|
[Cette lettre en français] [This letter in English] [Dieser Brief auf deutsch] [Deze brief in het Nederlands] [Questa lettera in italiano] |
26 de mayo de 2004 San Gregorio VII, Papa |
En el siglo xvi, la Virgen, conmovida de lástima por el pueblo azteca, que, viviendo en las tinieblas de la idolatría, ofrecía a sus ídolos multitud de víctimas humanas, se dignó ocuparse ella misma de la evangelización de aquellos indios de América Central, que eran también sus hijos. Un dios de los aztecas, al que se había atribuido la fertilidad, se había transformado con el tiempo en un dios feroz. Ese dios, símbolo del sol y en combate permanente con la luna y las estrellas, necesitaba, según se creía, de sangre humana para reparar sus fuerzas, pues si sucumbía él, la vida se extinguiría. Por lo tanto, parecían imprescindibles cada vez nuevas víctimas para ofrecerle en perpetuo sacrificio.

+++

Enunciado del ejercicio :: Continúe el texto sobre la evangelización del pueblo azteca a partir de su última oración.

Datos ::

+++

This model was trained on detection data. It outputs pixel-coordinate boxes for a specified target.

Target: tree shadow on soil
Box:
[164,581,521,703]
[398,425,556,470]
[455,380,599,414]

+++

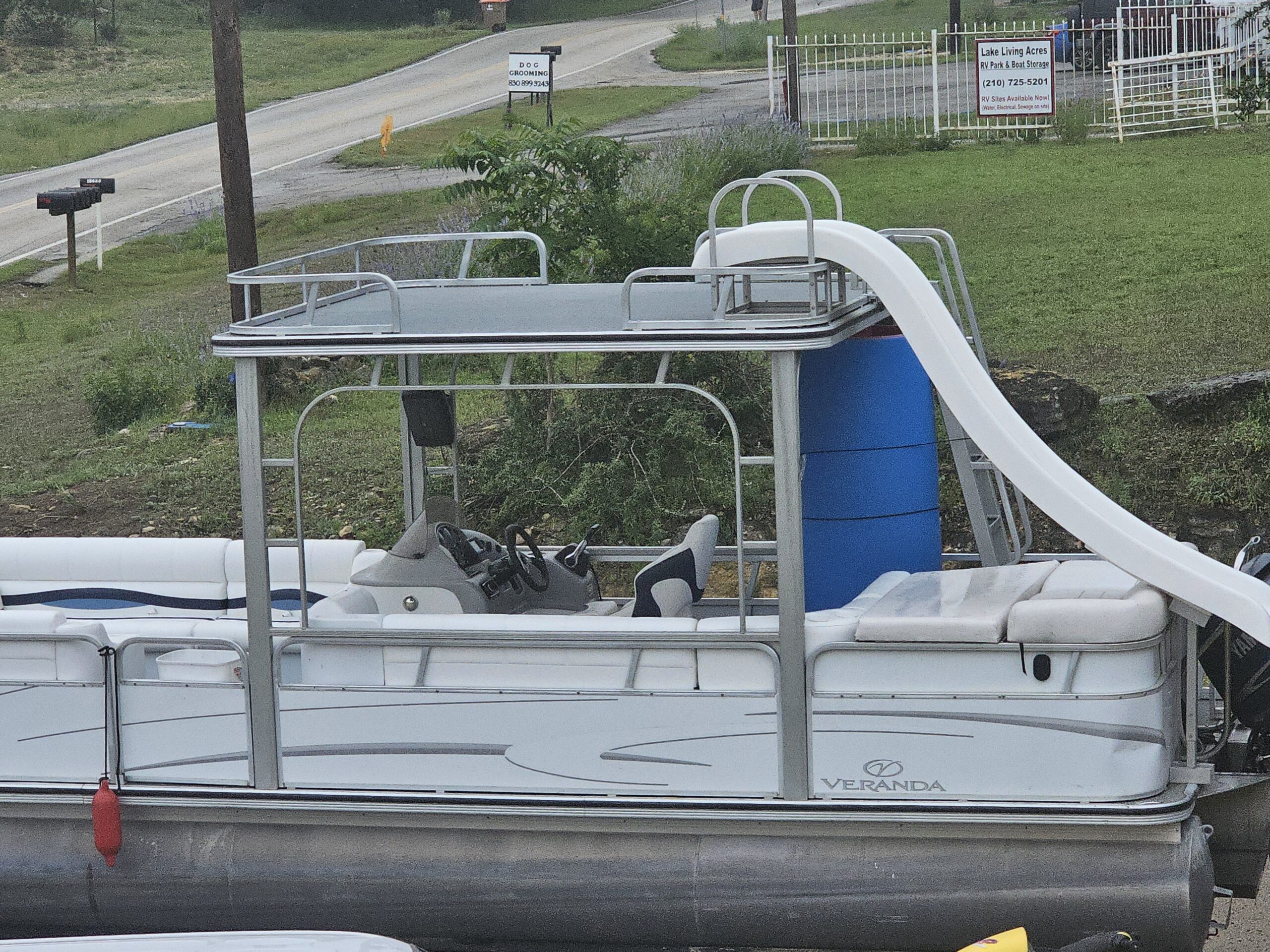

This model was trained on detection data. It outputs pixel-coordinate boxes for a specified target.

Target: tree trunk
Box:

+++

Respuesta al ejercicio ::
Un águila sobre un cactus
En 1474, viene al mundo un niño al que se pone el nombre de Cuauhtlatoazin («águila que habla»). A la muerte de su padre, es un tío suyo quien se encarga del pequeño. A partir de la edad de tres años, como a todos los niños aztecas, le enseñan a participar en las tareas domésticas y a comportarse dignamente. En la escuela, aprende canto, danza y sobre todo la religión de múltiples dioses. Los sacerdotes ejercen una influencia muy importante sobre la población, a la que mantienen en una sumisión que raya en el terror. Cuauhtlatoazin tiene trece años cuando se procede a la consagración del gran templo de Tenochtitlan. Durante cuatro días, los sacerdotes sacrifican 80.000 víctimas humanas a su dios. Después del servicio militar, Cuauhtlatoazin se casa con una joven de su condición, emprendiendo juntos una vida modesta de agricultores.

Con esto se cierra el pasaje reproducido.